■ Aim of the exercise
Output the passage of the text on instrumented-function presets and iterators from "You need to capture" to "TestFunc2 that is closest to the center of the capture window.", copied word for word.

■ Selected text
·····

Note The Capture Options (click Settings icon) dialog lets you toggle between two methods of dynamic instrumentation - Kernel (Uprobes), the default method, and Orbit. The Orbit method has much less overhead and produces the same results as the Kernel (Uprobes) method. Note that the Orbit method is still experimental; if you experience issues, please use the Kernel (Uprobes) method.

Use presets of dynamically instrumented functions

A preset contains information about instrumented functions and their modules. If you have previously profiled your application and saved presets, you would see a list of the available presets in the Presets pane in the Symbols tab.

  1. Select File > Save Preset As... to save a preset.

  2. To apply the preset to the currently selected process, Right-Click the preset in the Presets pane and select Load Preset. Alternatively, you can select File > Open Preset.

This action loads symbols for the modules and hooks the functions that are stored in the preset.

If the process you want to profile is not using all modules in the preset, Orbit applies the preset partially; it loads the modules used and hooked into all functions from the loaded modules only.

You can apply several presets by loading them one by one.

Use iterators to iterate over dynamically instrumented functions

You need to capture a profile with at least one dynamically instrumented function as explained in Dynamically instrument functions for precise timing information.

In the following example, we use the TestFunc2 function from our OrbitTest application:

  1. From the Live tab, Right-Click the row that shows stats for TestFunc2, and select Add iterator(s).

    Note that the iterator snaps to the instance of TestFunc2 that is closest to the center of the capture window.

  2. Move the iterator in either direction by pressing the corresponding arrow button ( Arrow right icon or Arrow left icon ).

You now see something similar to the following screenshot:

Iterator to move from function call to function call

Note When you add multiple iterators, you can move all iterators at once using the arrow buttons labeled All functions. This can be in particular useful for defining frame boundaries and advancing whole frames. See the next section Use iterators to iterate over frames.

Use iterators to iterate over frames

In the following example, we use the vkQueuePresentKHR of a Vulkan game as frame boundary.

You need to have a profile captured where vkQueuePresentKHR is dynamically instrumented (hooked) as explained in Dynamically instrument functions for precise timing information.

Alternatively, you can use any function that you want to define your frame boundaries.

However, we continue using vkQueuePresentKHR in the following example:

  1. From the Live tab, Right-Click the row that shows stats for vkQueuePresentKHR, and select Add iterator(s).

  2. Repeat the step above. We need two iterators to define the frame boundaries.

    Note that the iterators snap to the instance of a vkQueuePresentKHR call that is closest to the center of the capture window.

  3. Click Arrow right icon to advance the second iterator by one step.

    Note that the area defined by these two calls is now shaded and the time difference for the current frame is shown.

  4. Click the All functions Arrow right icon or Arrow left icon buttons to advance to the next or previous frame.

·····

■ Rows

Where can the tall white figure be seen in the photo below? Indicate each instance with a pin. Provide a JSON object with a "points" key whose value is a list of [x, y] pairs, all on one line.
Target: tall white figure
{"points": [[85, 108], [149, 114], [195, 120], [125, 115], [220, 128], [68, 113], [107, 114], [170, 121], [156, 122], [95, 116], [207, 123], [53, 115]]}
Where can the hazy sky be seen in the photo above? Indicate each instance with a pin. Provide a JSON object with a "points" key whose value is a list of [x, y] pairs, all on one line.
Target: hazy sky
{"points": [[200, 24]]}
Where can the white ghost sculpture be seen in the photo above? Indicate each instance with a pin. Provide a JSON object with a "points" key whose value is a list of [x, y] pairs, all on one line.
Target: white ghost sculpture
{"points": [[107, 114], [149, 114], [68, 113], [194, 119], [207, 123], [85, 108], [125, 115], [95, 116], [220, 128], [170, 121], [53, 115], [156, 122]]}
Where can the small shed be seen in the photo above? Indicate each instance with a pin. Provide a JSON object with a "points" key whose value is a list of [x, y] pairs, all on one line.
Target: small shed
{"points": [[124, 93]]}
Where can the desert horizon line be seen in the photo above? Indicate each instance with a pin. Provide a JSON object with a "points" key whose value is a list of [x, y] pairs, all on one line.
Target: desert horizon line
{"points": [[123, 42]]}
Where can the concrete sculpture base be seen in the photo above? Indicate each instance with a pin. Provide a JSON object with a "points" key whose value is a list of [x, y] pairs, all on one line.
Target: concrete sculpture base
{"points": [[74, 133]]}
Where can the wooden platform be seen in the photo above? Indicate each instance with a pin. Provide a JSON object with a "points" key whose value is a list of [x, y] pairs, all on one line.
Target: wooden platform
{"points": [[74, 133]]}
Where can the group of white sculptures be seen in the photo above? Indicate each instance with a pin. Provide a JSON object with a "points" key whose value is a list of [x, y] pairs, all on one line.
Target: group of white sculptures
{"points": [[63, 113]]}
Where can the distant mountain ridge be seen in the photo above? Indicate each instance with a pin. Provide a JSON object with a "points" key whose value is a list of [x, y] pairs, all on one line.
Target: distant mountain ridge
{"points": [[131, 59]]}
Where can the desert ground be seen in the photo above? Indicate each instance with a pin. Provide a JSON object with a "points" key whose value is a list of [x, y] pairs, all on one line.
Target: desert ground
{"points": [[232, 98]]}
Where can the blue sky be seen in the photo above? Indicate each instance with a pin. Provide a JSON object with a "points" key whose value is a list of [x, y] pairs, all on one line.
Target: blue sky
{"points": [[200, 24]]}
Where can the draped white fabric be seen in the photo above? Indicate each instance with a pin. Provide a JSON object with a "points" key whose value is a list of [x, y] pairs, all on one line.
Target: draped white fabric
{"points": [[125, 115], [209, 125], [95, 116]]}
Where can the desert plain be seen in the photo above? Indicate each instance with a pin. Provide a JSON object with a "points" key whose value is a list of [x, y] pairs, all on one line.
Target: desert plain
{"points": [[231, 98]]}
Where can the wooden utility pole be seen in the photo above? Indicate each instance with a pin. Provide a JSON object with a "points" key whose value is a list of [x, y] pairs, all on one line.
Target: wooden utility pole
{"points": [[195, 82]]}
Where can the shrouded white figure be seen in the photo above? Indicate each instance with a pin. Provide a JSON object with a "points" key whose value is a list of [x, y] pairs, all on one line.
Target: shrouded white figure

·····

■ Result
You need to capture a profile with at least one dynamically instrumented function as explained in Dynamically instrument functions for precise timing information.

In the following example, we use the TestFunc2 function from our OrbitTest application:

  1. From the Live tab, Right-Click the row that shows stats for TestFunc2, and select Add iterator(s).

    Note that the iterator snaps to the instance of TestFunc2 that is closest to the center of the capture window.